Repeat exactly, and only, the lines from the one containing "of the face" through the end of the records.

^^^^^^^^

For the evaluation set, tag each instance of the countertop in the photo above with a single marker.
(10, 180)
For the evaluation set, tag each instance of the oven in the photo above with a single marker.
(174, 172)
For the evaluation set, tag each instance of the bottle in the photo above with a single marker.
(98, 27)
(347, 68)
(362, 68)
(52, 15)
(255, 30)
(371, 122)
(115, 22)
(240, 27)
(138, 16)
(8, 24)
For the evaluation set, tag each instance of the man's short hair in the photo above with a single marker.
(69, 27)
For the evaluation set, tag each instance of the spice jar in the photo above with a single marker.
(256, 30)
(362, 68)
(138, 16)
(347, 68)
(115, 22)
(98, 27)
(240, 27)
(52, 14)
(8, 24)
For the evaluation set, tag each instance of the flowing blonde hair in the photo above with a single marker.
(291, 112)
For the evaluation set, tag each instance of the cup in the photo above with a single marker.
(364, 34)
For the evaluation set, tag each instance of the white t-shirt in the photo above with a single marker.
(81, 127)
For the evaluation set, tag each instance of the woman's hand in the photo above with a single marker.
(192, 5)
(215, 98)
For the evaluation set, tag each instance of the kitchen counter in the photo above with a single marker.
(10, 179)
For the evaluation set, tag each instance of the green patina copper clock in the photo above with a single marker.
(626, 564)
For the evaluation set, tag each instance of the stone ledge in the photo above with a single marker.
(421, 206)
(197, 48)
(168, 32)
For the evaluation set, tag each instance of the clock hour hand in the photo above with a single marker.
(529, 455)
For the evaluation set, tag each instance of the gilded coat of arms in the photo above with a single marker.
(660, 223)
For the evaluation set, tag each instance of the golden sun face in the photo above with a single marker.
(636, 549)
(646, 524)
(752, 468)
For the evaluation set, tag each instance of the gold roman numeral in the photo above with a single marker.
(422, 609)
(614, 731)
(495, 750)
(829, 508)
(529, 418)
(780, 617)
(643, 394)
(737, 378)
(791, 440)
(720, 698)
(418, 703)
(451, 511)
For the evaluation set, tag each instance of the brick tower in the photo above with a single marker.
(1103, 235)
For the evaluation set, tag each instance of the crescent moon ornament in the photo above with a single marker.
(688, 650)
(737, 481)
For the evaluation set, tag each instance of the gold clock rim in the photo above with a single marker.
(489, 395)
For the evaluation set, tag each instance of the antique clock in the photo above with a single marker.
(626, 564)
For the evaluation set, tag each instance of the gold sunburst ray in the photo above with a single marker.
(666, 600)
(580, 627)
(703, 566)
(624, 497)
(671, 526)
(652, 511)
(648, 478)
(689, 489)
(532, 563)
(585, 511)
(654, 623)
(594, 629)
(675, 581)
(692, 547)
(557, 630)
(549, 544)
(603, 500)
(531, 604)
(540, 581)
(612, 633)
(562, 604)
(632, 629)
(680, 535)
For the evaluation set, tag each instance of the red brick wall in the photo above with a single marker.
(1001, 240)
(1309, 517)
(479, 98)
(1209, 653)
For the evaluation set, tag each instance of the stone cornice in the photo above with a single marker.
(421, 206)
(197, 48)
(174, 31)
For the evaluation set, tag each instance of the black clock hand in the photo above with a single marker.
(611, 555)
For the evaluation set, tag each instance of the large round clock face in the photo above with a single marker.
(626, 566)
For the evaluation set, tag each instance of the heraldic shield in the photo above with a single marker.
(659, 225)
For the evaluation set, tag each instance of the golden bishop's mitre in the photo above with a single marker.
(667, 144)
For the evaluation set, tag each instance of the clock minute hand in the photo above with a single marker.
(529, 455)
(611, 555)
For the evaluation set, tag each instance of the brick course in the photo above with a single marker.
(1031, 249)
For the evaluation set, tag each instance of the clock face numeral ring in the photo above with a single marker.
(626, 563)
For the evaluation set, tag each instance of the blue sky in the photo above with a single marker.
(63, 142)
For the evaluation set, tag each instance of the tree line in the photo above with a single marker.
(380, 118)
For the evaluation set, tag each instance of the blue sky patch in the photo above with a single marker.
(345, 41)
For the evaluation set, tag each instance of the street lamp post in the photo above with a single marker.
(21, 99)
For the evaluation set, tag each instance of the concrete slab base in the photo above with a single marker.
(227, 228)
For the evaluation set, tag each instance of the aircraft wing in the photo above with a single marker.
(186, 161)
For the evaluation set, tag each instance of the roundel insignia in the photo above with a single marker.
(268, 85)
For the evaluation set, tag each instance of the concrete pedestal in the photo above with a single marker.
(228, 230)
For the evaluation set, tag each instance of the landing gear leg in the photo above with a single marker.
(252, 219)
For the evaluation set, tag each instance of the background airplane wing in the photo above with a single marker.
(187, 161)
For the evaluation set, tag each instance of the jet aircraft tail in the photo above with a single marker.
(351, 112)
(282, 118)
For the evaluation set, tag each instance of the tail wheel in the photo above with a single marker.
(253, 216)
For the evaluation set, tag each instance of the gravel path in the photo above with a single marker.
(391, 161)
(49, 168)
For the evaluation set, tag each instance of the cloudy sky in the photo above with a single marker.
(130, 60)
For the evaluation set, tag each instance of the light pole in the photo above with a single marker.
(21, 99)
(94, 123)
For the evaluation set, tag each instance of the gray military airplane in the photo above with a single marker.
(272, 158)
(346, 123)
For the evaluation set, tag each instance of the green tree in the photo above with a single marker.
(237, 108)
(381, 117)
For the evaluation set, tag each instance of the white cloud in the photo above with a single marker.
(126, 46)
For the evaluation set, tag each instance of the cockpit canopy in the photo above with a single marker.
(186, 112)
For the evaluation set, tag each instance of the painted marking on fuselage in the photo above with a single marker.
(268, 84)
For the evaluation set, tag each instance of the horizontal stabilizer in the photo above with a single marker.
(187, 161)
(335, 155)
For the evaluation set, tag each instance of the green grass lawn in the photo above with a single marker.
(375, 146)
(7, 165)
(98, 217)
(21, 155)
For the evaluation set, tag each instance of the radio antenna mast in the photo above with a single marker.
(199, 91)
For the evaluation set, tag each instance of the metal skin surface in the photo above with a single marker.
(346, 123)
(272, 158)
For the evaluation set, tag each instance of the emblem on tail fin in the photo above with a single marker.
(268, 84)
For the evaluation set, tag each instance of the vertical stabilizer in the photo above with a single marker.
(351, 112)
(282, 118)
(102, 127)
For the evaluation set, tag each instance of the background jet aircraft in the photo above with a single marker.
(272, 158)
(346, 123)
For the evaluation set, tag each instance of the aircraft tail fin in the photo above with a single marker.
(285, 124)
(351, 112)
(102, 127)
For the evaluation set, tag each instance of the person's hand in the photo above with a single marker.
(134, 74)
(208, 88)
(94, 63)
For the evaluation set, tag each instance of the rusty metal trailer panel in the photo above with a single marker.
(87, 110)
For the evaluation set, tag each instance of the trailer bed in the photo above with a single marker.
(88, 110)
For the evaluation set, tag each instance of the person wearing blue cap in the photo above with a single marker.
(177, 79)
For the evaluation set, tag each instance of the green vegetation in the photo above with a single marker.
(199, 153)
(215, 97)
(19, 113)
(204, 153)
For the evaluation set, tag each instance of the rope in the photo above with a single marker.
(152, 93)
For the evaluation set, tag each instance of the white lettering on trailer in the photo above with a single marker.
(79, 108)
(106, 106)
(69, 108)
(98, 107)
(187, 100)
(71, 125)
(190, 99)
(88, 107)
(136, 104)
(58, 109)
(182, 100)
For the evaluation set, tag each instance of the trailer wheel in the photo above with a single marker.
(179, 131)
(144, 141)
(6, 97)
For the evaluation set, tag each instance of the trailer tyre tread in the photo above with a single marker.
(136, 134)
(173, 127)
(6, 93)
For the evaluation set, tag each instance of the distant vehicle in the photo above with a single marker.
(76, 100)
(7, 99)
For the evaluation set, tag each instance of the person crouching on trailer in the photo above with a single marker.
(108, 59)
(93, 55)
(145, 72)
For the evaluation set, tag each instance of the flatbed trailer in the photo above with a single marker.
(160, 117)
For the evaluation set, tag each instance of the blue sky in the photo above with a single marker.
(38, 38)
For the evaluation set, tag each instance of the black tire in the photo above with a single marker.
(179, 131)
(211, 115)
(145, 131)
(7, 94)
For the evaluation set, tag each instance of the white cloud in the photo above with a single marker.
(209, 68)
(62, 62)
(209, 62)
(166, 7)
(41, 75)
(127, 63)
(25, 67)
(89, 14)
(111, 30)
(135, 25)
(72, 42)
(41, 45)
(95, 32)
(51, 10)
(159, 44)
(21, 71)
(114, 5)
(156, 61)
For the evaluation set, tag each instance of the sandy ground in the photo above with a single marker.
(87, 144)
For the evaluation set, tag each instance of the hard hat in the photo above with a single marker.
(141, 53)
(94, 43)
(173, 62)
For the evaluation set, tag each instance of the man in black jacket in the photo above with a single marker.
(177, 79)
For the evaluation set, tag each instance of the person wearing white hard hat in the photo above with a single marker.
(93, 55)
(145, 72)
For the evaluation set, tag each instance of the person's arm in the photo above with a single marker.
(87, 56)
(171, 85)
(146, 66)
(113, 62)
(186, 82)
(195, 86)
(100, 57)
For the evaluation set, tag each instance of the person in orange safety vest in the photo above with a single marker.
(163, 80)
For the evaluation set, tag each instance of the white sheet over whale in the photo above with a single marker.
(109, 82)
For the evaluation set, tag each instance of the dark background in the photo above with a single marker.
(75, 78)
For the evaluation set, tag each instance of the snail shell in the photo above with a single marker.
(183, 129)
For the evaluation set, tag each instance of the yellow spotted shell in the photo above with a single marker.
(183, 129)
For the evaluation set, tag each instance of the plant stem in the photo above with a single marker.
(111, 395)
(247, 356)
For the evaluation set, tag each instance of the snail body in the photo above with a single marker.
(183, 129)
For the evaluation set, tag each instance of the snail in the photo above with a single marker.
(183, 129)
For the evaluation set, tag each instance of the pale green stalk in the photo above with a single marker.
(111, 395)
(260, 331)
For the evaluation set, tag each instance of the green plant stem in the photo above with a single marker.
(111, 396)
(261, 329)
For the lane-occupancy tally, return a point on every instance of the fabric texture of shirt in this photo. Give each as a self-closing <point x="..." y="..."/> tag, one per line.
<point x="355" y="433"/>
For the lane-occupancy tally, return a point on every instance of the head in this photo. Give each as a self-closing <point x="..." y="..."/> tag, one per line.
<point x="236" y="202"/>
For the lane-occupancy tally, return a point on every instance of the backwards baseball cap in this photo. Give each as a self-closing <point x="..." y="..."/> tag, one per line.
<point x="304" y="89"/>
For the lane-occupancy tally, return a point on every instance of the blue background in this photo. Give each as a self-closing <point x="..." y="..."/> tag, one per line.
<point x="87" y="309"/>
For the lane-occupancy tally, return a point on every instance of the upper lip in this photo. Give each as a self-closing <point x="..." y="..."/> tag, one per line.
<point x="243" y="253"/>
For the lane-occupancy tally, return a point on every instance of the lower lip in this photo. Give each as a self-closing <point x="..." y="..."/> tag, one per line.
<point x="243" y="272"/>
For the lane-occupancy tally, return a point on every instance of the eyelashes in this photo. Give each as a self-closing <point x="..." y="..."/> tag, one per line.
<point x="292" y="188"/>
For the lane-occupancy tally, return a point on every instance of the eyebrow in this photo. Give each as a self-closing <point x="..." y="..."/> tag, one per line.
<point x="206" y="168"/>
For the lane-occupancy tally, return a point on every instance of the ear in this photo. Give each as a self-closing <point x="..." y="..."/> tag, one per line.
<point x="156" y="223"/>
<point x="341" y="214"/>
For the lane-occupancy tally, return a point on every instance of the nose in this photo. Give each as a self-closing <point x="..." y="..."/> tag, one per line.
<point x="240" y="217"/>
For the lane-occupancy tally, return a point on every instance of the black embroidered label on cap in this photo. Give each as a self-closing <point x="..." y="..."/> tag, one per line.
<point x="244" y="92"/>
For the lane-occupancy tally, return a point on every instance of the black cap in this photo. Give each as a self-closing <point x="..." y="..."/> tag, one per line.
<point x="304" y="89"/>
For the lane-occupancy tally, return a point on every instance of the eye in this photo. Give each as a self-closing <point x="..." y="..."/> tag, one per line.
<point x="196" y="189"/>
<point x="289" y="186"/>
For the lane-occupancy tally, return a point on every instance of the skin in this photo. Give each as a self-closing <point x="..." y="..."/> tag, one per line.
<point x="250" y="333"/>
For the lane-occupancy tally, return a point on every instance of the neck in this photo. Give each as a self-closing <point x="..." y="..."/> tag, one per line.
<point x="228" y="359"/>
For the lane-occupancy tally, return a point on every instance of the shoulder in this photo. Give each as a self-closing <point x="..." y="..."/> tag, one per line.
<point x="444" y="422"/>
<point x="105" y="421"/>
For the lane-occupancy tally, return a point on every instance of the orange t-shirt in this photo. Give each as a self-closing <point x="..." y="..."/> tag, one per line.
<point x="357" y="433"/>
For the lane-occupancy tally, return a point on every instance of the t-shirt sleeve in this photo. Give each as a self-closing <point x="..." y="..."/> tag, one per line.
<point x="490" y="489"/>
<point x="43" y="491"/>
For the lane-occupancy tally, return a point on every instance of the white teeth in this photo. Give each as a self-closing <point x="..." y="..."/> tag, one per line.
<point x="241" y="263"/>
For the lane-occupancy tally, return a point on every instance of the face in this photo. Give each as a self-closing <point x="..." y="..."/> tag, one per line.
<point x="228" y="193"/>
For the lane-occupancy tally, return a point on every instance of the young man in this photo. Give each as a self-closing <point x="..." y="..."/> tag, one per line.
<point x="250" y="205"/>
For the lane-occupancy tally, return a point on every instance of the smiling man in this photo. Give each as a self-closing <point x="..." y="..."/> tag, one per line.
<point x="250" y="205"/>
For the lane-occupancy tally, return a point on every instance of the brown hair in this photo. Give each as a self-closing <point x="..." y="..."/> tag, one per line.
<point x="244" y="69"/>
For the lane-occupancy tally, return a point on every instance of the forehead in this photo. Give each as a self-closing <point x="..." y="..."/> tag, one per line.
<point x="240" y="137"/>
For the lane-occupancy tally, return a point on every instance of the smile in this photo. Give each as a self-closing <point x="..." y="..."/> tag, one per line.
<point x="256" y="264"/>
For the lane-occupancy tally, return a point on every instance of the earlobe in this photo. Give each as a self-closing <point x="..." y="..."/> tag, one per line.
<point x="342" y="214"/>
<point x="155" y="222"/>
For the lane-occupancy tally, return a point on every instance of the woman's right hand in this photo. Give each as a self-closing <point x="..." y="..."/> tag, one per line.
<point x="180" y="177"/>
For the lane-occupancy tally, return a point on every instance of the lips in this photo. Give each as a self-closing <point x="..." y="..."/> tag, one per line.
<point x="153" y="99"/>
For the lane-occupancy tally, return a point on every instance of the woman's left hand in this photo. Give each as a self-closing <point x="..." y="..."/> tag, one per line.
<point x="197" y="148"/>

^^^^^^^^

[EXERCISE SOLUTION]
For the lane-occupancy tally, return a point on every instance of the face in this photo. Give each as a self-closing <point x="..." y="..."/> tag, one per line.
<point x="228" y="193"/>
For the lane-occupancy tally, return a point on every instance of the young man in this photo. Give each as a self-closing <point x="..." y="..."/> tag, one per line.
<point x="250" y="205"/>
For the lane-occupancy tally, return a point on every instance of the smiling man in this photo. Give each as a self-closing <point x="..." y="..."/> tag, one per line.
<point x="250" y="205"/>
For the lane-occupancy tally, return a point on every instance of the brown hair in this photo. Give each as a self-closing <point x="..." y="..."/> tag, one per line.
<point x="244" y="69"/>
For the lane-occupancy tally, return a point on every instance of the forehead in this photo. Give each as a self-closing <point x="..." y="..."/> tag, one per line.
<point x="240" y="137"/>
For the lane-occupancy tally, return a point on every instance of the smile in this photo. Give each as a self-closing <point x="..." y="..."/> tag, one per line.
<point x="256" y="264"/>
For the lane-occupancy tally, return a point on every instance of the earlobe in this photo. Give each as a self-closing <point x="..." y="..."/> tag, one per line.
<point x="342" y="214"/>
<point x="155" y="222"/>
For the lane-occupancy tally, return a point on every instance of the woman's right hand in this photo. Give each as a self-closing <point x="..." y="..."/> tag, one per line.
<point x="180" y="177"/>
For the lane-occupancy tally, return a point on every instance of the lips in this photo. Give each as a self-closing <point x="..." y="..."/> tag, one per line.
<point x="153" y="99"/>
For the lane-occupancy tally, return a point on every instance of the woman's left hand in this photo. Give each as a self-closing <point x="..." y="..."/> tag, one per line.
<point x="197" y="148"/>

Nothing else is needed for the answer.